▸ INSTRUCTIONS TO FOLLOW:
Write out all the data below exactly.

(Referring expression grounding data)
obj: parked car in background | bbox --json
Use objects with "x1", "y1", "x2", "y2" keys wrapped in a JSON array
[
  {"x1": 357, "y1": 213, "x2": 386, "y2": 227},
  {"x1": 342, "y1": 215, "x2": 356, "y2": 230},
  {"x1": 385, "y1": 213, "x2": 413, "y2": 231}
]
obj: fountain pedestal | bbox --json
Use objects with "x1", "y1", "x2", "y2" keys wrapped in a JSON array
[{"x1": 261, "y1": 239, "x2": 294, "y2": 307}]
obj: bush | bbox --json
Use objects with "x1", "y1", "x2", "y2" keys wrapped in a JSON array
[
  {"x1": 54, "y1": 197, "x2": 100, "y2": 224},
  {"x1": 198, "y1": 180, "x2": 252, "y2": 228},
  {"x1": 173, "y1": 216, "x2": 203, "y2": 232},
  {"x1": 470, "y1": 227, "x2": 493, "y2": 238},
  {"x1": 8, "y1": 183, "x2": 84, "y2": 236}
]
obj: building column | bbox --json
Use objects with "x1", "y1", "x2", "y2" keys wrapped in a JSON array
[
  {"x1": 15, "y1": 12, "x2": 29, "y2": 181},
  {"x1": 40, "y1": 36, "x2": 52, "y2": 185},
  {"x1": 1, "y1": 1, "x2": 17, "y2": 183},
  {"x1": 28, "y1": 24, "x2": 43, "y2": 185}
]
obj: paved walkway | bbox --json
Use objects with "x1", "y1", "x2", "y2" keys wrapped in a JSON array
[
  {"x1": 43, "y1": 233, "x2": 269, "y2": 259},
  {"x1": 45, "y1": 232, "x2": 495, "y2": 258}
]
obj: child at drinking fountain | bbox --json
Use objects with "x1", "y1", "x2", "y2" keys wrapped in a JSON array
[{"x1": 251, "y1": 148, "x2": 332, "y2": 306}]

▸ OUTPUT FOR THIS TASK:
obj: parked car in background | bbox --json
Use objects with "x1", "y1", "x2", "y2" keys wrapped in a JSON array
[
  {"x1": 357, "y1": 213, "x2": 386, "y2": 227},
  {"x1": 342, "y1": 215, "x2": 356, "y2": 230},
  {"x1": 385, "y1": 213, "x2": 413, "y2": 231}
]
obj: fountain pedestal | bbox --json
Use objects with "x1", "y1", "x2", "y2" keys wrapped in a JSON array
[{"x1": 261, "y1": 239, "x2": 294, "y2": 307}]
obj: bush | bbox --json
Use objects with "x1", "y1", "x2", "y2" keys wrapped in a JSON array
[
  {"x1": 54, "y1": 197, "x2": 100, "y2": 224},
  {"x1": 198, "y1": 180, "x2": 252, "y2": 228},
  {"x1": 173, "y1": 216, "x2": 203, "y2": 232},
  {"x1": 470, "y1": 227, "x2": 493, "y2": 238},
  {"x1": 8, "y1": 183, "x2": 84, "y2": 236}
]
obj: building column | bbox --json
Use objects with "x1", "y1", "x2", "y2" keys wrapped in a JSON array
[
  {"x1": 15, "y1": 12, "x2": 29, "y2": 181},
  {"x1": 40, "y1": 36, "x2": 52, "y2": 185},
  {"x1": 1, "y1": 1, "x2": 17, "y2": 183},
  {"x1": 28, "y1": 24, "x2": 43, "y2": 185}
]
obj: paved walkway | bbox --json
Use objects with "x1", "y1", "x2", "y2" keys wrapped in a JSON array
[
  {"x1": 43, "y1": 233, "x2": 269, "y2": 259},
  {"x1": 45, "y1": 232, "x2": 495, "y2": 258}
]
obj: child at drinking fountain | bbox --json
Use objects with "x1", "y1", "x2", "y2" keys wrapped in a JSON array
[{"x1": 251, "y1": 148, "x2": 332, "y2": 306}]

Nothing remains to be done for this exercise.